Page:

%%

We blindfolded Dalton and made him stand in the centre of a circle of human bodies (ours). Crucially, we left a gap in our circle, the width of one human body. We then made Dalton turn in a circle a few times, and asked him to identify where the gap was through echolocation. At first, we had a hard time not laughing while we watched him turn and click. So we botched the first few experiments by being too noisy and by revealing our relative positions.

But we finally got quiet.

The first time that Dalton pointed directly to the open spot, I thought “good guess.” And then, I thought, “can you repeat that?” And then I thought, “we need more tests.” And test we did. We did it again. We moved the hole around. We took our experiment outside. We tried doing it ourselves to see if the blindfold was working.1 No one else could do it. But Dalton was right every single time.

%%

Some items:
%%

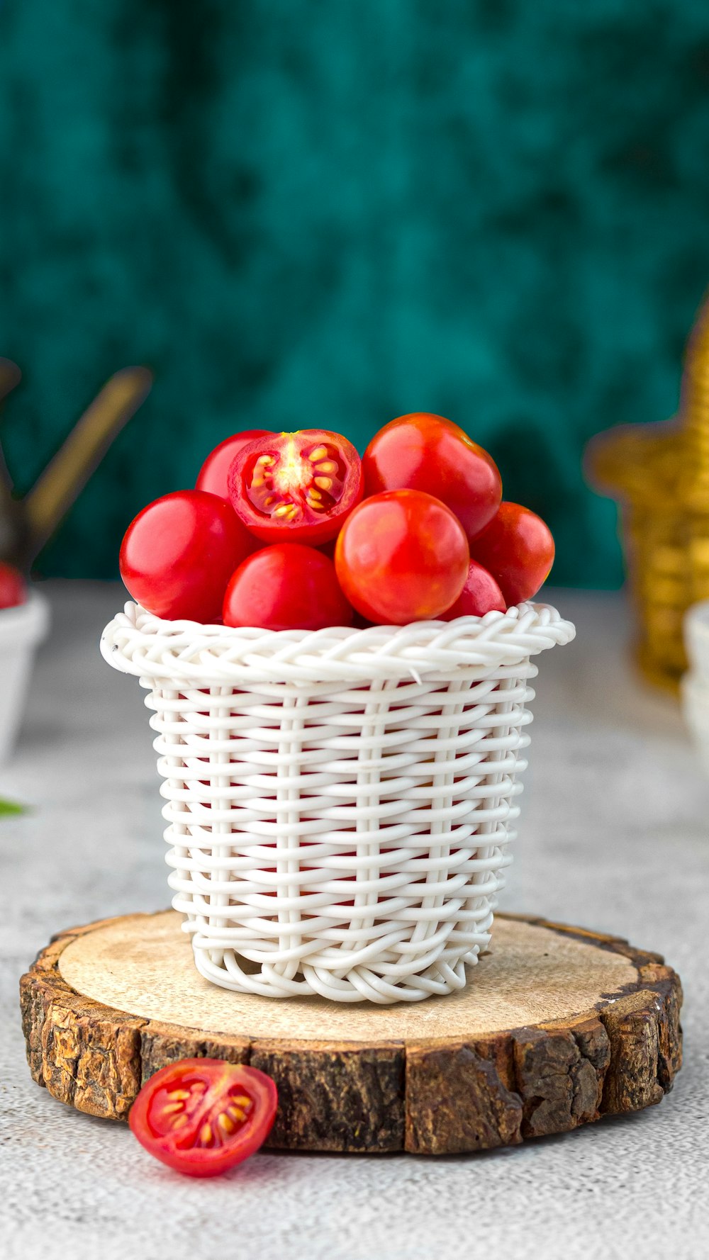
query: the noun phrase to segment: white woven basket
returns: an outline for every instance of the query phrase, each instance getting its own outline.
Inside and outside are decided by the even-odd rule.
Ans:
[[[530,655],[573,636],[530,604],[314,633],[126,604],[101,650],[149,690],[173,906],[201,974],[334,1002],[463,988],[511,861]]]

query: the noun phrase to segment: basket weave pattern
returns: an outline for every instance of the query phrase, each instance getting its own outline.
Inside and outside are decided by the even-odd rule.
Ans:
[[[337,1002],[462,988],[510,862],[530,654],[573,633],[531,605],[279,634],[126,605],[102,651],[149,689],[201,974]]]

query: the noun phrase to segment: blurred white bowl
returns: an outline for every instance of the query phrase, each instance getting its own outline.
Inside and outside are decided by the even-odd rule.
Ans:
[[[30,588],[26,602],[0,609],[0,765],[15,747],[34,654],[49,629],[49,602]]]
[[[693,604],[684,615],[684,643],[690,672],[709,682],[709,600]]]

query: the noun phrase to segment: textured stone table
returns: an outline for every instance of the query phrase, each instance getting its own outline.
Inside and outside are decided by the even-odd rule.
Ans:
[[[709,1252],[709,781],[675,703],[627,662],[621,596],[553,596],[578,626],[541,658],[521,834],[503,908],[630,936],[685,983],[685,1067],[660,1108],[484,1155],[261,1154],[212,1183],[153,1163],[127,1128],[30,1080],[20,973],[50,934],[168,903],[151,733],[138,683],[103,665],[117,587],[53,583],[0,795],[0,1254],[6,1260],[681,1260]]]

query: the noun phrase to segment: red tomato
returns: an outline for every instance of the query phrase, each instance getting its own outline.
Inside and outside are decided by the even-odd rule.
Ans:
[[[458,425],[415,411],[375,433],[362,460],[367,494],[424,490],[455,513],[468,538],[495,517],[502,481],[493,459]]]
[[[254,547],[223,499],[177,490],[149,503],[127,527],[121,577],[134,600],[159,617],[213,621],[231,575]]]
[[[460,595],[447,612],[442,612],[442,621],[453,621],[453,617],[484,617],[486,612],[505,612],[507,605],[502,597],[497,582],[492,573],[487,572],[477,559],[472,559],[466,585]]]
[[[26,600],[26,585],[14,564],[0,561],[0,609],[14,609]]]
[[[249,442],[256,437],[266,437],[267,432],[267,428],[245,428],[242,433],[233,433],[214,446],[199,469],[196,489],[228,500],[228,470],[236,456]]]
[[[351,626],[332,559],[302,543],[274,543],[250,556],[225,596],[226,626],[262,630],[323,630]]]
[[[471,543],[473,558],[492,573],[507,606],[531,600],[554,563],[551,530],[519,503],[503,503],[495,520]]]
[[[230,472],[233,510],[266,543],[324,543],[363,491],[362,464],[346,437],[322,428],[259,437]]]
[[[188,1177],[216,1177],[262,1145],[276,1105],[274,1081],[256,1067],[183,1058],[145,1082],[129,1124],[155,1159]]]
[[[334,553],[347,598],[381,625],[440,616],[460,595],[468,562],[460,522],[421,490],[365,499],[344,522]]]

%%
%%

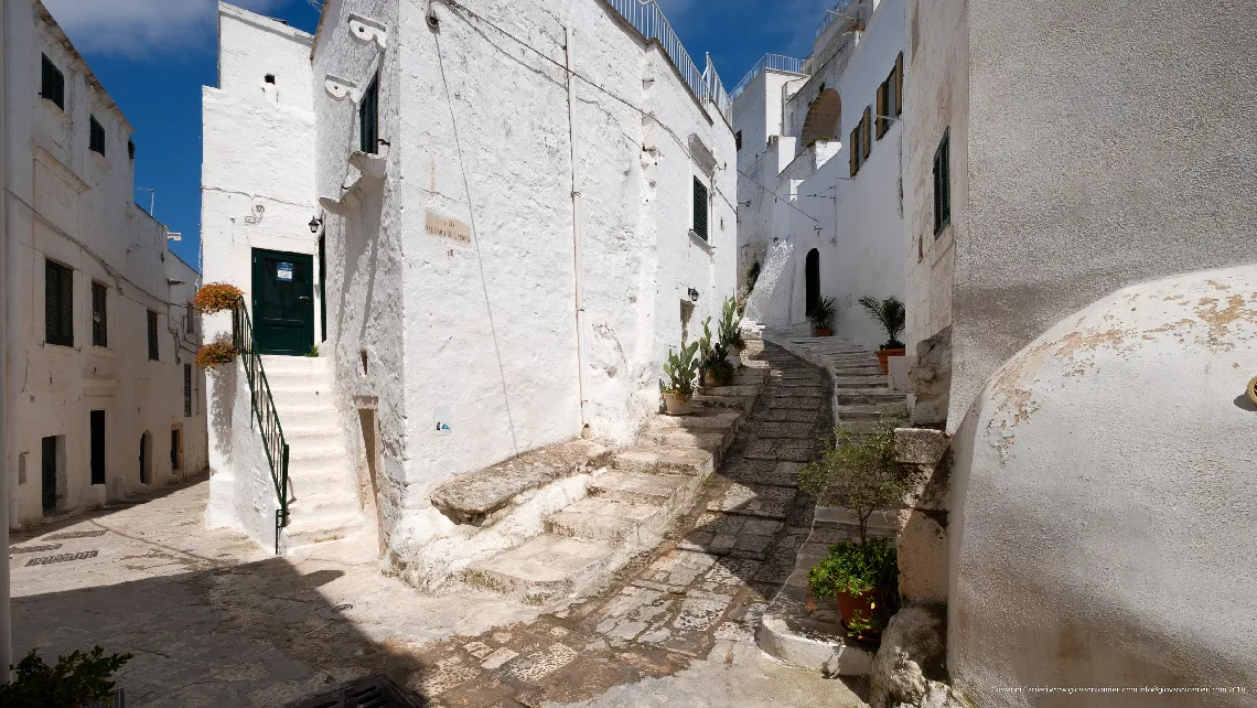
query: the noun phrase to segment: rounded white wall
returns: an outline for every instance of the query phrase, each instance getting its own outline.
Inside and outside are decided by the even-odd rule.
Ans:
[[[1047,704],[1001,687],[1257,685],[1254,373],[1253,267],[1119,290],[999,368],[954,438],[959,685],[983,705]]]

%%

What this exercise asks:
**a)** According to the echolocation passage, what spoiled the first few experiments?
**b)** Continue the passage about Dalton's echolocation test, beginning right after its last sentence.

Answers for the exercise:
**a)** The group spoiled them by being too noisy and by revealing where each person stood in the circle.

**b)**
When I think about it now, it’s less startling. But at the time I was amazed. Dalton, it turns out, has a great ear. He is, after all, a musician. But anyone can echolocate at home by doing this simple experiment.

Blindfold yourself, preferably in a dark unlit room, and ask your friend to hold a text book in front of your face – or not. Try it about a foot away. Your job is simply to make sounds and guess whether the text book is raised in front of your face, or not. Keep track of your record of successes. Most people can do simple echolocation. Kinda neat though.

Anyway, some people are very good at echolocation. And, apparently, anyone can learn. But there’s a dark side.

  1. When I tried to echolocate the missing-human-hole, I failed every time.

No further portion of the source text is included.